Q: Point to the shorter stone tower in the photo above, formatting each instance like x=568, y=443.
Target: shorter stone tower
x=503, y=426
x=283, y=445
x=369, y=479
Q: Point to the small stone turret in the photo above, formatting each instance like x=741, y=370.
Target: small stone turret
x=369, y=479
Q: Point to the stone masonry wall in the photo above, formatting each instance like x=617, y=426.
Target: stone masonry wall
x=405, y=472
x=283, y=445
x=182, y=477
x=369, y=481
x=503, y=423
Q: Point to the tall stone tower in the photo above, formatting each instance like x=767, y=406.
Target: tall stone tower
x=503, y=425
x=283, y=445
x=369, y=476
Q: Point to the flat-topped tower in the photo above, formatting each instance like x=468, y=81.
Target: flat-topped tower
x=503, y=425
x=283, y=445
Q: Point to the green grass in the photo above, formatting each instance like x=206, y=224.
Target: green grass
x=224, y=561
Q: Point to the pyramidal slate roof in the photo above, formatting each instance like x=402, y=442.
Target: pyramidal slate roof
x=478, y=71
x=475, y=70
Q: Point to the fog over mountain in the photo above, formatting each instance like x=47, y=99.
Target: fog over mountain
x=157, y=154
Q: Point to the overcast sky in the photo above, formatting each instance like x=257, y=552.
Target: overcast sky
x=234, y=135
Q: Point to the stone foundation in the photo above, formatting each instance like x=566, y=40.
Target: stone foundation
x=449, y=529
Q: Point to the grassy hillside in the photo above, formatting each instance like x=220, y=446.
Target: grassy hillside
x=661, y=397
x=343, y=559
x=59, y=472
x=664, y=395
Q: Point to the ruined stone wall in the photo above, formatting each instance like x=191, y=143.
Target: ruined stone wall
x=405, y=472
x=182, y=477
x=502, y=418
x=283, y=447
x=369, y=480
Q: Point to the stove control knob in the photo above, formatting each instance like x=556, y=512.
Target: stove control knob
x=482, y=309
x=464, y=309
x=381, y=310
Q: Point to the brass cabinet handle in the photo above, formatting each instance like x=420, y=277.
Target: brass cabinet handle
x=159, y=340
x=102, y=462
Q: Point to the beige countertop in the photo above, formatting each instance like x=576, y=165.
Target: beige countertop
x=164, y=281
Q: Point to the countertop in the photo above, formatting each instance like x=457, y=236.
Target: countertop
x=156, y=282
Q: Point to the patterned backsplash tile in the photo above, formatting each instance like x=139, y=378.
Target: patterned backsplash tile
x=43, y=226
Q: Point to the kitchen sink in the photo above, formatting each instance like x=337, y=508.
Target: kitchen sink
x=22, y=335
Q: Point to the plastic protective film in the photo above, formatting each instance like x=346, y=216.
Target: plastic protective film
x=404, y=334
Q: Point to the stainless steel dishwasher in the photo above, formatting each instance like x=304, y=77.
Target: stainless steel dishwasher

WHAT IS NEEDED: Count the lines of the entries above in which the string "dishwasher" appears. Supply the number only.

ANSWER BELOW: 2